▸ WHAT IS REQUIRED
Copy the records verbatim, starting at the line that contains "of the forearm" and continuing down to the end of the records, with both ends included.

▸ DATA TO USE
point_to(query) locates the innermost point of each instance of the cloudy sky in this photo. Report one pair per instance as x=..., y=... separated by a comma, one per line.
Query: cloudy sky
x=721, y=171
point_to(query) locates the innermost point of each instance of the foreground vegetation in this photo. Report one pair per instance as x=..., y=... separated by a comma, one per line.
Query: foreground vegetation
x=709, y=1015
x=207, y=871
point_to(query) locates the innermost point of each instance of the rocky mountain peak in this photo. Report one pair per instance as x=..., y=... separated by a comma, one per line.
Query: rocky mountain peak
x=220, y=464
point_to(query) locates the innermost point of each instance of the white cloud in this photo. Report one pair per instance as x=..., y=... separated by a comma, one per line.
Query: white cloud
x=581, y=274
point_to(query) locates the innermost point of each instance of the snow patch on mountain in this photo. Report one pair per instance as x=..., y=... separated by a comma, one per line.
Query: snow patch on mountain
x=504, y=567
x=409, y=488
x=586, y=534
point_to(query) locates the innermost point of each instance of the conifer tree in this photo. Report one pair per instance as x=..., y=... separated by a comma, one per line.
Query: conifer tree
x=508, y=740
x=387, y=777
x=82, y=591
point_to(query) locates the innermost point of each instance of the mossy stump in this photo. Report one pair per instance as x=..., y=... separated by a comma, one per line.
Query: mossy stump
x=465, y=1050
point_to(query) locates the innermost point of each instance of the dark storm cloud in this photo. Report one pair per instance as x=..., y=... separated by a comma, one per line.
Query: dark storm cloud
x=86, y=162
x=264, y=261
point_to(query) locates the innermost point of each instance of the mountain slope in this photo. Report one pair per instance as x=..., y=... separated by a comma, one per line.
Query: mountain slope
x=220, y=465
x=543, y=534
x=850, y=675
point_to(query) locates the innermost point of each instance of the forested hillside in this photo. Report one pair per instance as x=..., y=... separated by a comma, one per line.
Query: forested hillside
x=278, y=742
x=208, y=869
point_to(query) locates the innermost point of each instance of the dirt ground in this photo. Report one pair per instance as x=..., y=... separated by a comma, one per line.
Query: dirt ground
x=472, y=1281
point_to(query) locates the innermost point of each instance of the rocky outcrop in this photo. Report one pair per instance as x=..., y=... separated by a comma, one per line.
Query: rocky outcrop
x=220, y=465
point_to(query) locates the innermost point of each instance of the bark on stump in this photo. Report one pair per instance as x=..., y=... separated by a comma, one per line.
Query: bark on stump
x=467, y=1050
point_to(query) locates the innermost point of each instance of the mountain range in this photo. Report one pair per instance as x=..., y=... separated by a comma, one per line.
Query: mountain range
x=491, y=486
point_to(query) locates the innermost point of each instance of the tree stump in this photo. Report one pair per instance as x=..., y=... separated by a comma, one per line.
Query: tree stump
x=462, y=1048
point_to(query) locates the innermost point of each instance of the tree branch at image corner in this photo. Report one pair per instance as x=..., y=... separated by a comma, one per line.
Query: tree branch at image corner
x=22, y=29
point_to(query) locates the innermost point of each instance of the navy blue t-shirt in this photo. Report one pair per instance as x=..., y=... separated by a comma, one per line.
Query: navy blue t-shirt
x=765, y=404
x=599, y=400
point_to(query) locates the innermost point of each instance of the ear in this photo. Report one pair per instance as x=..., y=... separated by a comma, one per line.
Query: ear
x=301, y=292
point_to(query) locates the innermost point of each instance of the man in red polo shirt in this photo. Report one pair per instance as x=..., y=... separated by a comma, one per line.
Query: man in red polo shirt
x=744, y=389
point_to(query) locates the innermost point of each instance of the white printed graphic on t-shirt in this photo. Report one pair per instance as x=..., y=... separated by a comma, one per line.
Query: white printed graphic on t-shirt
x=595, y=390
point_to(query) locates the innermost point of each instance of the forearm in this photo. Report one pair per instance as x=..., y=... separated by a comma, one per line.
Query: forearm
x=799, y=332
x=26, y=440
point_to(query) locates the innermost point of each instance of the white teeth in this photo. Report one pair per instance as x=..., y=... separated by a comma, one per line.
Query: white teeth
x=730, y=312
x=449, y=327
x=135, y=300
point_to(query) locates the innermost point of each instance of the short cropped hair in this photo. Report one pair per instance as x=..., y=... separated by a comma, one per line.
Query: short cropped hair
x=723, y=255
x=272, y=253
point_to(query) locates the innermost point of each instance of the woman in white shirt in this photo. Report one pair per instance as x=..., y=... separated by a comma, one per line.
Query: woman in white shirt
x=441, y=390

▸ TASK SOLUTION
point_to(query) locates the innermost point of each instance of the forearm in this photo. Report one pair per instance as x=..., y=... separated by a comma, one per line.
Query: forearm
x=799, y=332
x=26, y=440
point_to(query) locates the innermost point of each instance of the white teeth in this photo. Report one pair per instance as x=..., y=... separated by a comma, one per line.
Query: white teeth
x=730, y=312
x=449, y=327
x=135, y=300
point_to(query) locates the innermost point of each instance of the short cropped hair in this photo. Report one pair per instance as x=..., y=... separated by a comma, one per line.
Query: short cropped hair
x=723, y=255
x=272, y=253
point_to(query) locates the innermost point of each instance of the woman in white shirt in this photo. Report one pair per instance as x=..., y=... separated by a comma, one per line.
Query: woman in white shirt
x=441, y=390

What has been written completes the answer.